EXERCISE TASK
Please copy out the records below word for word, starting with the line that contains "Indicate the asphalt" and going on through the final line of the records, both included.

-*-*-

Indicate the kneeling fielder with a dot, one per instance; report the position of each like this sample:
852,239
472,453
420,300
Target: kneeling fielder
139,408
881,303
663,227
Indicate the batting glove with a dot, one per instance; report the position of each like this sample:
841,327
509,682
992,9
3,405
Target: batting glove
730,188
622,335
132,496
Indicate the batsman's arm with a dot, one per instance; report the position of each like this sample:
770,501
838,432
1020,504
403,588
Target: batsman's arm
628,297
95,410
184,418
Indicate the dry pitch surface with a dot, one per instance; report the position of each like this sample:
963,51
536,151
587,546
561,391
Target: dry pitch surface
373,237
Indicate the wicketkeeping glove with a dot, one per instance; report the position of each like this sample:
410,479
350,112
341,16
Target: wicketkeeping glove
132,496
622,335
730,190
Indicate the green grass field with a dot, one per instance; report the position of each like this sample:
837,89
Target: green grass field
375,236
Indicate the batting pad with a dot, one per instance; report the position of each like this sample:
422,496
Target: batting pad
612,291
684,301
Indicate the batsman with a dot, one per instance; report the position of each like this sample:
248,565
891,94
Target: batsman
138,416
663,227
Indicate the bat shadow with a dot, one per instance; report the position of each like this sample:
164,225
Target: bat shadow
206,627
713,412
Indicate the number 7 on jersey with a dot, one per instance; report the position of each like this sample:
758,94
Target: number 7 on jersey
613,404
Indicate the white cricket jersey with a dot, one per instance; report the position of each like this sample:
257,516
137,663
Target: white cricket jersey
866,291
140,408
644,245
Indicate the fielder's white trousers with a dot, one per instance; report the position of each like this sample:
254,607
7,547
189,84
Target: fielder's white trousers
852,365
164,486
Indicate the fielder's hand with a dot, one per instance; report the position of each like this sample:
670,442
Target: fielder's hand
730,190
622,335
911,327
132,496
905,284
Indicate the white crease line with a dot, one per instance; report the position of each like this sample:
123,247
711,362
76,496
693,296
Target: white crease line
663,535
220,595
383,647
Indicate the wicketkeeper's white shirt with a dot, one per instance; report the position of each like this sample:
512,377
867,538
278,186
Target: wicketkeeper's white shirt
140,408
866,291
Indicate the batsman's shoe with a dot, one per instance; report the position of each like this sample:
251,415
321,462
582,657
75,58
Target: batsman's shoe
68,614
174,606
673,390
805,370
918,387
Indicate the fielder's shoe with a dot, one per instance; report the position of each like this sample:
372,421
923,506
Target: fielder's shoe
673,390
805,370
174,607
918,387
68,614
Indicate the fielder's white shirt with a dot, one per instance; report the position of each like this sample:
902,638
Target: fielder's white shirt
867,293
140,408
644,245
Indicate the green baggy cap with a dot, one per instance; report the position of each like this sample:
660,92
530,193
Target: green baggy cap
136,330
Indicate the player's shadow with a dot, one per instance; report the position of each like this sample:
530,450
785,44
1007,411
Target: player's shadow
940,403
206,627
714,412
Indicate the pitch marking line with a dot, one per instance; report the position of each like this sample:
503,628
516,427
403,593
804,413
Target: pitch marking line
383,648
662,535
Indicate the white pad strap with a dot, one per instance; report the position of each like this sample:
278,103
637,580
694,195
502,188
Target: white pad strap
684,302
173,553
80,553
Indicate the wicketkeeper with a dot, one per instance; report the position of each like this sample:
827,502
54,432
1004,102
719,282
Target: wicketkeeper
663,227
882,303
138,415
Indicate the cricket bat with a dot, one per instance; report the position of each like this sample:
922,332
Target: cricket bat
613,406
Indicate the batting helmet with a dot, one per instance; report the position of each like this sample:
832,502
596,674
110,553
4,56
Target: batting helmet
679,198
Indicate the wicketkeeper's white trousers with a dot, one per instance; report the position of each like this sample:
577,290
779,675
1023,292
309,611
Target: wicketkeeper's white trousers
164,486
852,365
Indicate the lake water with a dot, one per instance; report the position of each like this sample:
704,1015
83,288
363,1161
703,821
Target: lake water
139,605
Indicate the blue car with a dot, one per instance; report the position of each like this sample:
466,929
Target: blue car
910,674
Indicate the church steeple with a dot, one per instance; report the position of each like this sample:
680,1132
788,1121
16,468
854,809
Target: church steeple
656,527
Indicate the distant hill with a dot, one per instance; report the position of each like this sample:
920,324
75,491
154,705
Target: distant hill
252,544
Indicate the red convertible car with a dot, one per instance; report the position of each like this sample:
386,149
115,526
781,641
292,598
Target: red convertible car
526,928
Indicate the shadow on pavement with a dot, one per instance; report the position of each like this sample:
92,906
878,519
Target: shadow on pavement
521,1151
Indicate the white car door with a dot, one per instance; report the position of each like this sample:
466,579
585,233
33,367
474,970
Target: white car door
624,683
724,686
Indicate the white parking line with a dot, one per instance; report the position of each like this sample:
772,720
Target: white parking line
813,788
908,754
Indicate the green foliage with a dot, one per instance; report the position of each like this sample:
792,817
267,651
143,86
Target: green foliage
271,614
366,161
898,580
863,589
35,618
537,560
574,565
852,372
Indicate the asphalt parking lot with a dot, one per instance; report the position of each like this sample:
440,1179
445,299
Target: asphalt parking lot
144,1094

-*-*-

THE REPLY
Indicate the asphalt parking lot with a dot, one per instance; report the position of each like this sample:
440,1179
445,299
Target: asphalt parking lot
144,1094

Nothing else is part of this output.